=== SELECTED PASSAGE ===
#####

The World Health Organization (WHO) on Monday said it was “cautiously optimistic” about encouraging news on the coronavirus vaccine.

However, it added it was “extremely concerned” over surging cases in Europe and the Americas where health workers and systems are being pushed to the “breaking point”.

“This is not the time for complacency,” said WHO Director-General Tedros Ghebreyesus in a news conference from the organization’s headquarters for the first time in two weeks since he self-quarantined after making contact with a person who tested positive for COVID-19.

“While we continue to receive encouraging news about COVID-19 vaccines and remain cautiously optimistic about the potential for new tools to start to arrive in the coming months, right now, we are extremely concerned by the surge in cases we’re seeing in some countries.

“Particularly in Europe and the Americas, health workers and health systems are being pushed to the breaking point,” cautioned Tedros, who said he had not tested himself for the virus during his quarantine.

Tedros spoke at a twice-weekly WHO webinar after US drug company Moderna announced Monday the vaccine it developed has an efficacy rate of 94.5%.

Last week, US drugmaker Pfizer and German biotech firm BioNTech announced their coronavirus vaccine candidate was more than 90% effective, although there were concerns about its storage.

“We should have realistic hope, but we are not there yet,” said Dr. Mike Ryan, the WHO’s executive director of emergencies.

#####

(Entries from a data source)
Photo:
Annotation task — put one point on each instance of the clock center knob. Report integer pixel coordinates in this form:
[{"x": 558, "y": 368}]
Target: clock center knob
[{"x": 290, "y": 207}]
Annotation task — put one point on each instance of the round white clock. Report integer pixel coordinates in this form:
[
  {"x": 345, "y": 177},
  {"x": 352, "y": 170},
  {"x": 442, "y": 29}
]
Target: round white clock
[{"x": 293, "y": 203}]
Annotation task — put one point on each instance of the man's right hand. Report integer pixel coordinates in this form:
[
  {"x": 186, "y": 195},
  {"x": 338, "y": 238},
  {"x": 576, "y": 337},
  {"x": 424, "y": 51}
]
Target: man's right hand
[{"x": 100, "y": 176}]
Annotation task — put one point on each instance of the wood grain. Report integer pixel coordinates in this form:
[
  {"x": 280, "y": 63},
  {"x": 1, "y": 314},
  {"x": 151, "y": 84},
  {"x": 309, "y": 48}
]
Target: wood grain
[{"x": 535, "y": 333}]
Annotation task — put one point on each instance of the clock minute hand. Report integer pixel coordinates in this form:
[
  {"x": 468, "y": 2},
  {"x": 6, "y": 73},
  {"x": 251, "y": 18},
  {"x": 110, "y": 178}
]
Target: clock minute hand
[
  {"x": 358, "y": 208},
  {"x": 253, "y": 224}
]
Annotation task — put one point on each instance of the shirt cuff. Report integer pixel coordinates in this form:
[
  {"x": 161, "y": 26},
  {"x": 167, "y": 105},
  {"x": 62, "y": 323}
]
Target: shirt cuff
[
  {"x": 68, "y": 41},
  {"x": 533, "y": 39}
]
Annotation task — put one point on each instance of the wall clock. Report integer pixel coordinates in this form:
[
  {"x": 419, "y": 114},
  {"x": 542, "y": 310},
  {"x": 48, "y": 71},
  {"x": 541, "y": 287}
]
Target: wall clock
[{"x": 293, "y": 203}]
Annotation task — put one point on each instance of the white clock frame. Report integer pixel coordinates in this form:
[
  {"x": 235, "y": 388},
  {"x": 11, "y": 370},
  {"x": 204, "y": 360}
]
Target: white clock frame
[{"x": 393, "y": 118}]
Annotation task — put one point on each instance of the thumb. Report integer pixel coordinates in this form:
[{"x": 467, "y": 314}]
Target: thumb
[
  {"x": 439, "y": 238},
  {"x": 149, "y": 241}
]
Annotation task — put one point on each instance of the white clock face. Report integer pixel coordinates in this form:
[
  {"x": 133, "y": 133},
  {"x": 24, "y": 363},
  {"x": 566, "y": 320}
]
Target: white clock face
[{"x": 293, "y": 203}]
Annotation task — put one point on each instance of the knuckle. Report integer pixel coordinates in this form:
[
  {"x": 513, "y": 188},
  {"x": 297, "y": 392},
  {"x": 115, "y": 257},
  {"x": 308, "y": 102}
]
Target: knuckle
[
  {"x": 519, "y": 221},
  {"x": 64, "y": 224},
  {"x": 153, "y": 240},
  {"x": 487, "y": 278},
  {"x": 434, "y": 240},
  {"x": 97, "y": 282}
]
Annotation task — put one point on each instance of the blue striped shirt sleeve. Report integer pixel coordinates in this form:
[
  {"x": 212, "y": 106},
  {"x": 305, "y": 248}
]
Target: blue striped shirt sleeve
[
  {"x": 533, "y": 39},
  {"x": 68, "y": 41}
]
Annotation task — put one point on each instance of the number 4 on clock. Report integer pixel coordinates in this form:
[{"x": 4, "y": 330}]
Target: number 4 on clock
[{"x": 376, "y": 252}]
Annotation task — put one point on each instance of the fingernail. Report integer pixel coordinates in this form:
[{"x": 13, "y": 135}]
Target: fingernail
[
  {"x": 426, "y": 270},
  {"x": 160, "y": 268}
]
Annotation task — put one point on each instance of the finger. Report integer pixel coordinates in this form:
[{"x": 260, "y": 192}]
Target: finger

#####

=== QUESTIONS TO ANSWER ===
1. Duplicate the part of the WHO news article that opens with the words containing "The World Health" and closes with "in some countries.".
2. According to the WHO news article, what efficacy rate did Moderna announce for its vaccine?
3. Resume the WHO news article after its last sentence.

=== RESPONSES TO THE EXERCISE ===
1.
The World Health Organization (WHO) on Monday said it was “cautiously optimistic” about encouraging news on the coronavirus vaccine.

However, it added it was “extremely concerned” over surging cases in Europe and the Americas where health workers and systems are being pushed to the “breaking point”.

“This is not the time for complacency,” said WHO Director-General Tedros Ghebreyesus in a news conference from the organization’s headquarters for the first time in two weeks since he self-quarantined after making contact with a person who tested positive for COVID-19.

“While we continue to receive encouraging news about COVID-19 vaccines and remain cautiously optimistic about the potential for new tools to start to arrive in the coming months, right now, we are extremely concerned by the surge in cases we’re seeing in some countries.

2. 94.5%

3.
WHO’s chief Dr. Soumya Swaminathan added that it was “very encouraging” to see that the Pfizer and Moderna “seem to be achieving high efficacy.”

She cautioned, however, “there are many, many questions still remaining, about the duration of protection, the impact on severe disease, impact on different subpopulations, especially the elderly, as well as the adverse events beyond a certain period of time.”

Swaminathan said WHO looked forward to getting more results in the coming weeks from the other vaccine trials currently in progress.

Dr. Kate O’Brien, WHO’s head of immunization, vaccines, and biologicals, said information from Moderna that its vaccine might need refrigeration at minus 20 C “is welcome news as well”.

Pfizer had said its vaccine would have to be stored at minus 75 C, making it very difficult to stock.

Since last December, the novel virus has claimed more than 1.3 million lives globally and infected 54.7 million, according to the Johns Hopkins University.